• _Given passage_
════════════════

East Timor–Philippines relations refer to foreign relations between East Timor and the Philippines. The Philippines was actively involved in the United Nations peacekeeping forces in East Timor during its move towards independence. When several nations recognized East Timor's sovereignty, the Philippines began official diplomatic relations between the two governments with the establishment of an embassy in Dili and East Timor established its embassy in Pasig.

The pre-colonial kingdoms of the Philippines and East Timor had relations with each other even before the Iberian powers colonized these areas. During Magellan's Circumnavigation of the World, when his ships anchored at East Timor, they found the Lucoes (People of Luzon, Philippines) settling in East Timor and trading Philippine gold for East Timorese Sandalwood.

Since then, the Philippines has maintained strong ties with the newly born independent country sending peacekeepers to the country since 1999  amid its struggle for independence from Indonesia.  Both nations were conquered by the Iberian powers, mainly by Spain and Portugal, in the 16th century.

════════════════

• _Exercise requirements_
A) Rewrite the passage on East Timor–Philippines relations from "Since then, the" up to and including "the 16th century.", replacing "peacekeepers" with "peacekeeping troops".
B) Carry on the passage on East Timor–Philippines relations from the point at which it stops.

Location labeling records:
════════════════

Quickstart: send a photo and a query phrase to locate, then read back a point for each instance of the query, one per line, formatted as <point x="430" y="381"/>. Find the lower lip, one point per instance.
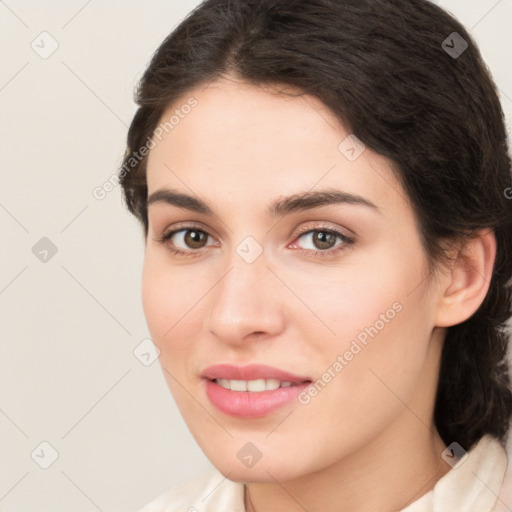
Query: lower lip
<point x="251" y="404"/>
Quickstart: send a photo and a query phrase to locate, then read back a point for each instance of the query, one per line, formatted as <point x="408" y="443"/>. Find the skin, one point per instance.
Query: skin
<point x="367" y="440"/>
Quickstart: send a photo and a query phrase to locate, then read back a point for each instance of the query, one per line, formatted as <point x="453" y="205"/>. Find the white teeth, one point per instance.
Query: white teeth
<point x="272" y="384"/>
<point x="256" y="385"/>
<point x="253" y="385"/>
<point x="238" y="385"/>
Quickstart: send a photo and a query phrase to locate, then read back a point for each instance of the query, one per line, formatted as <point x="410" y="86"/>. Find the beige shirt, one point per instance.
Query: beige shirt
<point x="472" y="486"/>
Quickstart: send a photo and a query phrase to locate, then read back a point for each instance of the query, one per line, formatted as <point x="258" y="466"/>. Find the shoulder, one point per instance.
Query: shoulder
<point x="473" y="484"/>
<point x="208" y="492"/>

════════════════

• _Outputs_
A)
Since then, the Philippines has maintained strong ties with the newly born independent country sending peacekeeping troops to the country since 1999  amid its struggle for independence from Indonesia.  Both nations were conquered by the Iberian powers, mainly by Spain and Portugal, in the 16th century.

B)
Relations

In 2008, East Timor and the Philippines signed three agreements to boost cooperation on marine and fisheries, education and foreign service training. Former Philippine President Gloria Macapagal Arroyo and Former East Timorese President José Ramos-Horta witnessed the signing of the pacts during their bilateral meeting. The Philippines has pledged increased commerce and trade with East Timor and has also sought to cultivate cultural and educational exchanges.
In 2010, when newly elected President Benigno Aquino III sworn in office, Timor-Leste President José Ramos-Horta expects stronger trade and diplomatic relations with the Philippines under his administration.
East Timor Foreign Minister Jose Luis Guterres held bilateral talks with his counterpart Albert del Rosario and met with President Benigno Aquino III during his stay in Manila.

The Philippines, one of two predominantly Catholic countries in Asia, is the strongest voice in ASEAN for Timor-Leste's ASEAN membership bid. The majority of Filipinos perceive a favorable response to East Timorese and are supportive of Timor-Leste's accession to ASEAN since its application.

Military aid

The Philippines offered to help East Timor military to improve its capability through education and training through the help of the Armed Forces of the Philippines. AFP Spokesperson  Col. Arnulfo Marcelo Burgos mentioned:

"Since East Timor is a very young nation with a newly-organized defense force, the Armed Forces of the Philippines offered its assistance in building their military capability".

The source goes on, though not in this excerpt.